Your answer should be the exact lines of the data below from the one containing "Target: dense foliage" through the one containing "of the daisy-like"; please include nothing else.

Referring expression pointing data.
▬▬▬▬▬▬▬▬▬▬

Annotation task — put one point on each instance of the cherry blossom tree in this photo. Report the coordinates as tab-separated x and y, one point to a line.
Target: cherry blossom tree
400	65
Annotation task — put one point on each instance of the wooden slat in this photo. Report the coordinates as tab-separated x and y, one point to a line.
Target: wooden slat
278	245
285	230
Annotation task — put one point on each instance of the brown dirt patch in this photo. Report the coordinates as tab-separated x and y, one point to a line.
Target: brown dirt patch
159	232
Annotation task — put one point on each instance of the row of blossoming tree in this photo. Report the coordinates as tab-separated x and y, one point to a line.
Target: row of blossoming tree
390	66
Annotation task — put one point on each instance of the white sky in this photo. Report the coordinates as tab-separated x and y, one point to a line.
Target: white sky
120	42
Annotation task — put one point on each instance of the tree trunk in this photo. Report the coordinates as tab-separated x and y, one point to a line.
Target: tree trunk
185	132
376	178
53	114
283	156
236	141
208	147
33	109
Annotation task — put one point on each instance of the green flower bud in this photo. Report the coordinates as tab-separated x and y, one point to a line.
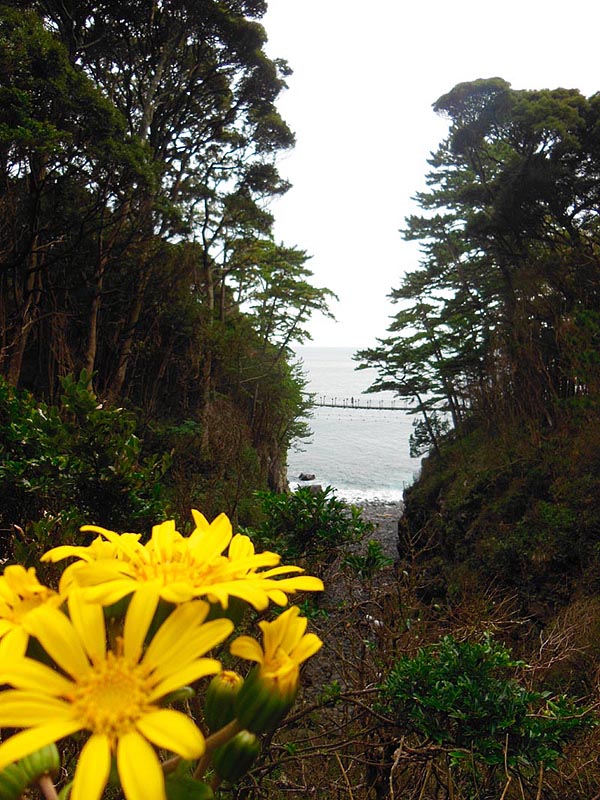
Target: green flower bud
262	703
219	704
13	782
234	759
45	761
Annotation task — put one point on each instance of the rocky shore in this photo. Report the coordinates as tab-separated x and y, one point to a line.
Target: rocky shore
385	517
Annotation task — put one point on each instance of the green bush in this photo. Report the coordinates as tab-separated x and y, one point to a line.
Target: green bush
62	466
309	524
467	697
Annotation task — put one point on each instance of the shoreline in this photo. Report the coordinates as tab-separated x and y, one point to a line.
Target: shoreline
385	516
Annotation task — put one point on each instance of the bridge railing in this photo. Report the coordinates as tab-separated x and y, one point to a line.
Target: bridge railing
359	403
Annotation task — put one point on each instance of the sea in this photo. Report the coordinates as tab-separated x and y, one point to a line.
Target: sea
360	450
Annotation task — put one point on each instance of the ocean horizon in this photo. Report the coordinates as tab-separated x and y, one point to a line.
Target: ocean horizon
362	453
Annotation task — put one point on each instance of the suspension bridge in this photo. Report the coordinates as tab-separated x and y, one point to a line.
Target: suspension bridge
359	403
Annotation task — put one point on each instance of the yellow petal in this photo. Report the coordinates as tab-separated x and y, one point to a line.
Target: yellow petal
174	631
248	648
184	676
274	632
139	769
15	642
25	673
25	742
172	731
93	769
277	597
187	654
293	633
137	621
108	592
59	639
25	709
180	592
88	621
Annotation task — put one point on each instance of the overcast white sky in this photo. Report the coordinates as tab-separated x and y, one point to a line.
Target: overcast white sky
365	77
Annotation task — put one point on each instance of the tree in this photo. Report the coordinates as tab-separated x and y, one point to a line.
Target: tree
509	239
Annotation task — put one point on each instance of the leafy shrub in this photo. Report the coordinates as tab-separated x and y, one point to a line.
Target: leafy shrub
308	523
465	696
374	559
64	465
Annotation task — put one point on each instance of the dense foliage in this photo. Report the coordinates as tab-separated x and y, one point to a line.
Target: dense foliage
137	162
500	320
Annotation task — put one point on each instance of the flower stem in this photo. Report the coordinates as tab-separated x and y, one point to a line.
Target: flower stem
216	740
47	787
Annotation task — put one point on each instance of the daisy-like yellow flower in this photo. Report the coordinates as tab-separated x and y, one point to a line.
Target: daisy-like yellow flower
115	695
178	569
20	594
270	689
286	645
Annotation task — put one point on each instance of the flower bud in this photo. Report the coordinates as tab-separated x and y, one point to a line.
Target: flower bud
44	761
233	759
262	702
219	704
13	782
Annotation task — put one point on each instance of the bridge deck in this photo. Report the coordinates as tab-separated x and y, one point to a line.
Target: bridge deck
363	405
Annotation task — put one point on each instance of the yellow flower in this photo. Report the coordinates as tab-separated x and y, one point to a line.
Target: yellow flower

▬▬▬▬▬▬▬▬▬▬

Output for this exercise.
Target: dense foliage
137	162
500	320
Annotation task — put one point on each instance of the flower stem in this photo. Report the coordinates as tab-separated x and y, one point to a line.
Target: flower stem
216	740
47	787
Annotation task — put one point on each instance of the daisy-like yellow flower in this photo. Report the coordinates as tab-separated x and y, one point to a line.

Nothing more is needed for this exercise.